▶ DOCUMENT TEXT:
_ _ _

The value of absolute transparency is why nothing will beat paper ballots written and marked in plain English counted by hand with anyone and everyone who cares about election integrity watching the process.
I was mostly thinking people in coercive relationships.
But in terms of communities it might be that voting is looked down upon for certain members of that community not the community as a whole.
In broader terms while marking people who have voted may not reveal who they voted for it does reveal that they did vote. This is less private than the election authorities maintaining the record of who has voted.
I mean, if you're willing to spend that much, and it'll be very expensive, then sure. It's just technophobia - machines are going to be more accurate than a human (who also can make a mistake!).
Almost every democratic country on Earth today does it like that, and all democratic countries have done it like that for the last 100-200 years. Counting paper ballots is just not that hard. Machines are infinitely more complex and exploitable.

_ _ _

▶ BRIEF A: Restate the text on paper ballots word for word, in full.
The text on paper ballots and the listing have nothing to do with each other.

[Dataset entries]
_ _ _

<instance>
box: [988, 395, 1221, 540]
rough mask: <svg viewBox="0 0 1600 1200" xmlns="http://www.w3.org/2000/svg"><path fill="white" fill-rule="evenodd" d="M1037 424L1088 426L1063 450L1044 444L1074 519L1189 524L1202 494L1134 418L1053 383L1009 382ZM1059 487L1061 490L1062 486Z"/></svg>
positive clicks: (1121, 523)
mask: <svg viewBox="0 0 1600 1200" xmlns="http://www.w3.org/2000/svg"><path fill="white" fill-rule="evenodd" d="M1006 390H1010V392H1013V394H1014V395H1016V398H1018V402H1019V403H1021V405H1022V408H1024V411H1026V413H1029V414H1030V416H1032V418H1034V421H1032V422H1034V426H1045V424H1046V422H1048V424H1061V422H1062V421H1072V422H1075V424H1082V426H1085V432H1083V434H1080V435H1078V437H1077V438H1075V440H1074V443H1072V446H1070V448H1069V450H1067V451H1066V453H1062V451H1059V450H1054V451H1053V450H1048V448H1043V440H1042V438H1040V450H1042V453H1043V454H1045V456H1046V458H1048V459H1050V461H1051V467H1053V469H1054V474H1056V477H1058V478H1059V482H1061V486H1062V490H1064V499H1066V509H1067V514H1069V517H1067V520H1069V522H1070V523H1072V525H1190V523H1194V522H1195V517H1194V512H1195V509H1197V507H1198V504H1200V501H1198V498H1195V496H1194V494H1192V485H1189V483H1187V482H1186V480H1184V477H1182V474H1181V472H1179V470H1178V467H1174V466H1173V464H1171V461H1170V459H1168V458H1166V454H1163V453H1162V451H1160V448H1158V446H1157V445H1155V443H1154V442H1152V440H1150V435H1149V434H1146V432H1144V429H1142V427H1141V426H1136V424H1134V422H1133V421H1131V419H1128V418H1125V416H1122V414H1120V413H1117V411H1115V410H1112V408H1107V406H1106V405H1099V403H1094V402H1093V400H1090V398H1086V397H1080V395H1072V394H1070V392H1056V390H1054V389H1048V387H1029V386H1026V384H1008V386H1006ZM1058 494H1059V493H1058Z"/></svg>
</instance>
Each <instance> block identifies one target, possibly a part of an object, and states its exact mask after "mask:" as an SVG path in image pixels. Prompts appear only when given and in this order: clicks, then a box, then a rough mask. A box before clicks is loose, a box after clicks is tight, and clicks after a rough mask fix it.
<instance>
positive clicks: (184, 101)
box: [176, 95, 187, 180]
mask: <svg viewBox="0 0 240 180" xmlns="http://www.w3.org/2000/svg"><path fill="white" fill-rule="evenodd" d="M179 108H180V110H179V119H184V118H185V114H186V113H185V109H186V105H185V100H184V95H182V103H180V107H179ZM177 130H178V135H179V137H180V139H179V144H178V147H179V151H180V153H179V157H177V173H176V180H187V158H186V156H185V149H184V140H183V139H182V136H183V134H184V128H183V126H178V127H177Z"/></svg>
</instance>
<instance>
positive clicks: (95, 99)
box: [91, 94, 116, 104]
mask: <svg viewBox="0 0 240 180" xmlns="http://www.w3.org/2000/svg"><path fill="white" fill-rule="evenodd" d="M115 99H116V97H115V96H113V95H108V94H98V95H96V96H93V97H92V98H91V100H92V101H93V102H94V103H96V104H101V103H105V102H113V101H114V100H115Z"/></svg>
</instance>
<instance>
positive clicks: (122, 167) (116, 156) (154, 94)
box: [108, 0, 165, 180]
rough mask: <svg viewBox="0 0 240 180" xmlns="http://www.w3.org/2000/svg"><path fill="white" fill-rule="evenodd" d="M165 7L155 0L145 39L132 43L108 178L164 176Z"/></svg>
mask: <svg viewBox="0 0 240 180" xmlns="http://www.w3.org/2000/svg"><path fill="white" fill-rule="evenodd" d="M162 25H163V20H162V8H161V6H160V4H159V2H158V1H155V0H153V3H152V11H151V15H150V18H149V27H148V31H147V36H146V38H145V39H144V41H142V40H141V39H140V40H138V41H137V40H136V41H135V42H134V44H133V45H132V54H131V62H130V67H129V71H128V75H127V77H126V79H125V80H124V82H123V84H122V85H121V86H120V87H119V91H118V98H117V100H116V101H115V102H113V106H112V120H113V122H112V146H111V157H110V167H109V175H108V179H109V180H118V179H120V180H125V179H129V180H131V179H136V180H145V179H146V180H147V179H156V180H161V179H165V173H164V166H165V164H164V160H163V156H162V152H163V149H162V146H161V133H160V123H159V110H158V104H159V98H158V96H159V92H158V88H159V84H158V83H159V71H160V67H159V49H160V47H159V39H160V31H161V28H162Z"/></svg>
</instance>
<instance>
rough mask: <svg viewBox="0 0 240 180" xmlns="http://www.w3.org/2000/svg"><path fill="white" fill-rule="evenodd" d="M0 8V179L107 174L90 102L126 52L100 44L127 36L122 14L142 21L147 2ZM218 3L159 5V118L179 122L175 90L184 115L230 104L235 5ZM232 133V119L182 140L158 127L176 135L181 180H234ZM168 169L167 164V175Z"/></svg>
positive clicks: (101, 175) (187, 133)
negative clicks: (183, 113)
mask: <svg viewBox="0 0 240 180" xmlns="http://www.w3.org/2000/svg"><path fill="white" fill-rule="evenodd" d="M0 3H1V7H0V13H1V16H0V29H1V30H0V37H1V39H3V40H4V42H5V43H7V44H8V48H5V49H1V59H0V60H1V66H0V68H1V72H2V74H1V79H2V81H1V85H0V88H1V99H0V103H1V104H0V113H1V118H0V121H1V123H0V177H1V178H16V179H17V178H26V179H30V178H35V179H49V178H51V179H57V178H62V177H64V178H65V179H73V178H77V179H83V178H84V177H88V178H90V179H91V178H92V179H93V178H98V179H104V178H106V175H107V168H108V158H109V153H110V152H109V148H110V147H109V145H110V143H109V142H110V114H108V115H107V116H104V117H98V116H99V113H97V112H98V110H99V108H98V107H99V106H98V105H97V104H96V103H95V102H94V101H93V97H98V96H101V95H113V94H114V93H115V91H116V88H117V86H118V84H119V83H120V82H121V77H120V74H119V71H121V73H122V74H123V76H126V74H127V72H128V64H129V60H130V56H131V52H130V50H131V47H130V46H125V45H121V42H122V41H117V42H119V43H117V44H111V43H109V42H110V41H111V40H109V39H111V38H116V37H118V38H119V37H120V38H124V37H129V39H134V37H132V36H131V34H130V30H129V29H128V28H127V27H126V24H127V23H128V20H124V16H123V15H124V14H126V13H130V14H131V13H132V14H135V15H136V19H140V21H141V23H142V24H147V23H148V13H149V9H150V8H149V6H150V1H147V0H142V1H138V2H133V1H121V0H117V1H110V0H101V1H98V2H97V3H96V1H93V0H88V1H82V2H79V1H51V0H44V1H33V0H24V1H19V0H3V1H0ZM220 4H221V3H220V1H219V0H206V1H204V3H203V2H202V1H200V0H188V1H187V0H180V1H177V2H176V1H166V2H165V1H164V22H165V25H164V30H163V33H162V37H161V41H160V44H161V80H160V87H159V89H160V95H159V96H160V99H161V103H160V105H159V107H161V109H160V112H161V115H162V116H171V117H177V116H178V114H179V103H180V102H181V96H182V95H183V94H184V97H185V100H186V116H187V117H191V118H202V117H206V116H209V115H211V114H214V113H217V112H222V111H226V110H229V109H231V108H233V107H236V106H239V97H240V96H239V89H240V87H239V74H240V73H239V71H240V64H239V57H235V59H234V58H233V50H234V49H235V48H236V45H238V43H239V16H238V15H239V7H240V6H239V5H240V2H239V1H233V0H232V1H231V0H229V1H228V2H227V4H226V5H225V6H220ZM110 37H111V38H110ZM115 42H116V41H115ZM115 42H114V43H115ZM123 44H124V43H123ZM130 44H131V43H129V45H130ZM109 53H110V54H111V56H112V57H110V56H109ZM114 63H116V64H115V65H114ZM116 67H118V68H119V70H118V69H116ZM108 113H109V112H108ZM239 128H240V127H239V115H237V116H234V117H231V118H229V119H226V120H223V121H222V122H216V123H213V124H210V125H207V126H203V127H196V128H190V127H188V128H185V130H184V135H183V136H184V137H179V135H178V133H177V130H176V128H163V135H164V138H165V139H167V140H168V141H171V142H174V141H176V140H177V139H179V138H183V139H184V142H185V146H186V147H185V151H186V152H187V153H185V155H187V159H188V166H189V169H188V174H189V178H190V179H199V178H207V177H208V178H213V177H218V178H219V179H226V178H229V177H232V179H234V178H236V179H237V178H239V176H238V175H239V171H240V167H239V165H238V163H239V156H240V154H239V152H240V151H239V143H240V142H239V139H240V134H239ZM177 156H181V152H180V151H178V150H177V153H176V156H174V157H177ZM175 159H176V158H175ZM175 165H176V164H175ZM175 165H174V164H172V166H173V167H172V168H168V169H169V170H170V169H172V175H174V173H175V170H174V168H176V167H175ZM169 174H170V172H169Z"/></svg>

_ _ _

▶ BRIEF B: In the listing, switch "rough mask" to "coarse mask" within the part that opens with the line containing "7L155 0L145 39L132" and closes with the line containing "positive clicks: (101, 175) (187, 133)". Return only those lines, with everything else unchanged.

▶ ANSWER SPACE A:
The value of absolute transparency is why nothing will beat paper ballots written and marked in plain English counted by hand with anyone and everyone who cares about election integrity watching the process.
I was mostly thinking people in coercive relationships.
But in terms of communities it might be that voting is looked down upon for certain members of that community not the community as a whole.
In broader terms while marking people who have voted may not reveal who they voted for it does reveal that they did vote. This is less private than the election authorities maintaining the record of who has voted.
I mean, if you're willing to spend that much, and it'll be very expensive, then sure. It's just technophobia - machines are going to be more accurate than a human (who also can make a mistake!).
Almost every democratic country on Earth today does it like that, and all democratic countries have done it like that for the last 100-200 years. Counting paper ballots is just not that hard. Machines are infinitely more complex and exploitable.

▶ ANSWER SPACE B:
coarse mask: <svg viewBox="0 0 240 180" xmlns="http://www.w3.org/2000/svg"><path fill="white" fill-rule="evenodd" d="M165 7L155 0L145 39L132 43L108 178L164 176Z"/></svg>
mask: <svg viewBox="0 0 240 180" xmlns="http://www.w3.org/2000/svg"><path fill="white" fill-rule="evenodd" d="M162 25H163V20H162V8H161V6H160V4H159V2H158V1H155V0H153V3H152V11H151V15H150V18H149V27H148V31H147V36H146V38H145V39H144V41H142V40H141V39H140V40H138V41H137V40H136V41H135V42H134V44H133V45H132V54H131V62H130V67H129V71H128V75H127V77H126V79H125V80H124V82H123V84H122V85H121V86H120V87H119V91H118V98H117V100H116V101H115V102H113V106H112V120H113V122H112V146H111V157H110V167H109V175H108V179H109V180H118V179H120V180H125V179H129V180H131V179H136V180H145V179H146V180H147V179H156V180H161V179H165V173H164V166H165V164H164V160H163V156H162V152H163V149H162V146H161V133H160V123H159V110H158V104H159V98H158V96H159V92H158V88H159V84H158V83H159V71H160V67H159V49H160V47H159V39H160V31H161V28H162Z"/></svg>
</instance>
<instance>
coarse mask: <svg viewBox="0 0 240 180" xmlns="http://www.w3.org/2000/svg"><path fill="white" fill-rule="evenodd" d="M0 8V179L107 174L90 102L126 52L100 44L127 36L122 14L142 21L147 2ZM218 3L159 5V118L179 122L175 90L184 115L230 104L235 5ZM232 133V119L182 140L158 127L176 135L181 180H234ZM168 169L167 164V175Z"/></svg>
positive clicks: (101, 175) (187, 133)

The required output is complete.